What you have to do. Once you have read the entries, copy all of them exactly.

(Extracted records)
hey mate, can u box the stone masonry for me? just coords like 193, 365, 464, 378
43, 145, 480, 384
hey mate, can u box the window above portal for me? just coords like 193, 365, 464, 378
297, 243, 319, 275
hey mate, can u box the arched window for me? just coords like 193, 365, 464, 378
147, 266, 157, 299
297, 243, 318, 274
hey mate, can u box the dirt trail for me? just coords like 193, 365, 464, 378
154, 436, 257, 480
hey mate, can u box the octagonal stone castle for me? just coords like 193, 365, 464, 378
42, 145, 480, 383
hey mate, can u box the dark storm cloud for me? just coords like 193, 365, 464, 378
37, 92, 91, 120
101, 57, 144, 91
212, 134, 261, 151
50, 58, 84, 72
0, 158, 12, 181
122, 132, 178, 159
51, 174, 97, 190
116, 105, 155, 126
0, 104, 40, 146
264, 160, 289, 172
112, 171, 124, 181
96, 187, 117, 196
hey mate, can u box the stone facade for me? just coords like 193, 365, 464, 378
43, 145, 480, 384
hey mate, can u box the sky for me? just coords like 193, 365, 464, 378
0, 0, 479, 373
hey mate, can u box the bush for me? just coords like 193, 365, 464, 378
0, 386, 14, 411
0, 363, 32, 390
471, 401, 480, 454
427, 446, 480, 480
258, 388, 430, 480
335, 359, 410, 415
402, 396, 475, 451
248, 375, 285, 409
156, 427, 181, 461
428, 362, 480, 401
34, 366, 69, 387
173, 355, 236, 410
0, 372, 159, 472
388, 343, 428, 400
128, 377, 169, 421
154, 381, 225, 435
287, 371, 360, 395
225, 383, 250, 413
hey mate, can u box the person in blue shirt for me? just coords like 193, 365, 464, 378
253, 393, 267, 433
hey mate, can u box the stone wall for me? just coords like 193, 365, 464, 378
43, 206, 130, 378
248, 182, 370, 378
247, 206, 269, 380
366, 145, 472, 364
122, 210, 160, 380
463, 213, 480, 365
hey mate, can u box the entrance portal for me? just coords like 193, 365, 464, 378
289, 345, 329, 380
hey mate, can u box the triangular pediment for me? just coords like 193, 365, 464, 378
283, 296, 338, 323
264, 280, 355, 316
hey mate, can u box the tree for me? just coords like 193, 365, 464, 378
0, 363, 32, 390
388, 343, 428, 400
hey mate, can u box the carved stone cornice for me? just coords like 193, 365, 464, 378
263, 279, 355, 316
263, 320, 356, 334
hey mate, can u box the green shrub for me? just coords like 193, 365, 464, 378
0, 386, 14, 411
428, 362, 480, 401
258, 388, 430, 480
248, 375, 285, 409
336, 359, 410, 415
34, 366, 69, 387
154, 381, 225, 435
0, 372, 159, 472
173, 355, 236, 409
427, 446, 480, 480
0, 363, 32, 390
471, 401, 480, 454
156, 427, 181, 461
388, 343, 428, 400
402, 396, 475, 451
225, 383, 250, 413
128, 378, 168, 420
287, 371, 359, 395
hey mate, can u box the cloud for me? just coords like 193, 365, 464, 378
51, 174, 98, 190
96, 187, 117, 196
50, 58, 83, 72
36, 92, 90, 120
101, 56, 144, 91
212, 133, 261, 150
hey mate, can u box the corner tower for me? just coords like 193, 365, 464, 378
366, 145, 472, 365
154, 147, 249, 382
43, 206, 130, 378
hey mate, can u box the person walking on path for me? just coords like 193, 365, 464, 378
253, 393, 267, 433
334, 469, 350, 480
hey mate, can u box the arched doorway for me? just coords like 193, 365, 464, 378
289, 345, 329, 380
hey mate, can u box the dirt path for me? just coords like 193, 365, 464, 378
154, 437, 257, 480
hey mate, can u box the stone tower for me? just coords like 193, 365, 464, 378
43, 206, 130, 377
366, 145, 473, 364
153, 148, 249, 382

The answer.
hey mate, can u box the stone masonry for me? just coords like 193, 365, 464, 378
43, 145, 480, 384
hey mate, can u box the window above portal for me? just coords like 193, 365, 464, 378
297, 243, 319, 275
hey mate, can u box the arched window for me? just coords like 193, 365, 464, 378
147, 266, 157, 299
297, 243, 318, 274
hey mate, can u box the dirt trail for me? just coords like 193, 365, 464, 378
154, 436, 257, 480
hey mate, can u box the octagonal stone castle for me? just coords like 193, 365, 464, 378
42, 145, 480, 383
hey mate, can u box the dark storm cloud for me? just coords like 193, 365, 464, 378
37, 92, 91, 120
101, 57, 144, 91
212, 134, 261, 151
50, 58, 84, 72
0, 158, 12, 181
122, 132, 178, 159
51, 174, 97, 190
116, 105, 155, 126
0, 104, 40, 146
264, 160, 289, 172
112, 171, 124, 181
96, 187, 117, 196
hey mate, can u box the stone facade for me? just coords like 193, 365, 464, 378
43, 145, 480, 384
hey mate, can u box the sky for me? just coords like 193, 365, 464, 378
0, 0, 479, 373
hey mate, can u box the bush for me? just coords like 193, 365, 464, 378
0, 386, 14, 411
0, 363, 32, 390
471, 401, 480, 454
427, 446, 480, 480
258, 388, 430, 480
335, 359, 410, 415
402, 396, 475, 451
248, 375, 285, 409
156, 427, 181, 461
428, 362, 480, 401
34, 366, 69, 387
173, 355, 236, 410
0, 372, 159, 472
388, 343, 428, 400
128, 377, 169, 421
154, 381, 225, 435
287, 371, 360, 395
225, 383, 250, 413
hey mate, can u box the person in blue shirt for me? just coords like 193, 365, 464, 378
253, 393, 267, 433
hey mate, can u box the stone wall for me? just coords like 193, 365, 464, 378
43, 206, 130, 378
248, 182, 370, 378
247, 206, 269, 380
366, 145, 472, 364
122, 210, 160, 380
463, 213, 480, 365
hey mate, can u box the entrance portal for me? just coords like 193, 365, 464, 378
289, 345, 329, 380
hey mate, can u box the triangular pediment for me? just coords like 193, 365, 464, 378
283, 296, 338, 323
264, 280, 355, 316
hey mate, can u box the tree for me? just coords like 193, 365, 464, 378
0, 363, 32, 390
388, 343, 428, 400
hey mate, can u box the carved stone cornice for me? just coords like 193, 365, 464, 378
263, 279, 355, 316
263, 320, 356, 334
hey mate, can u box the green shrub for me? just coords like 193, 365, 464, 378
0, 386, 14, 411
428, 362, 480, 401
258, 388, 430, 480
248, 375, 285, 409
336, 359, 410, 415
34, 366, 69, 387
154, 381, 225, 435
0, 372, 159, 472
173, 355, 236, 409
427, 446, 480, 480
0, 363, 32, 390
471, 401, 480, 454
156, 427, 181, 461
388, 343, 428, 400
402, 396, 475, 451
225, 383, 250, 413
128, 378, 168, 420
287, 371, 359, 395
hey mate, can u box the cloud for me? just coords like 193, 365, 464, 378
51, 174, 98, 190
96, 187, 117, 196
50, 58, 83, 72
36, 92, 90, 120
101, 56, 144, 91
212, 133, 261, 150
hey mate, can u box the corner tower for me? just coords like 193, 365, 464, 378
366, 145, 472, 365
154, 147, 249, 382
43, 206, 130, 378
hey mate, can u box the person walking on path for me? just coords like 193, 365, 464, 378
253, 393, 267, 433
334, 469, 350, 480
hey mate, can u box the arched doorway for me? just coords like 193, 365, 464, 378
289, 345, 329, 380
hey mate, can u box the dirt path for me? just coords like 193, 365, 464, 378
154, 437, 257, 480
hey mate, can u box the stone tower for me? just coords like 193, 365, 464, 378
43, 206, 130, 377
366, 145, 473, 364
153, 148, 249, 382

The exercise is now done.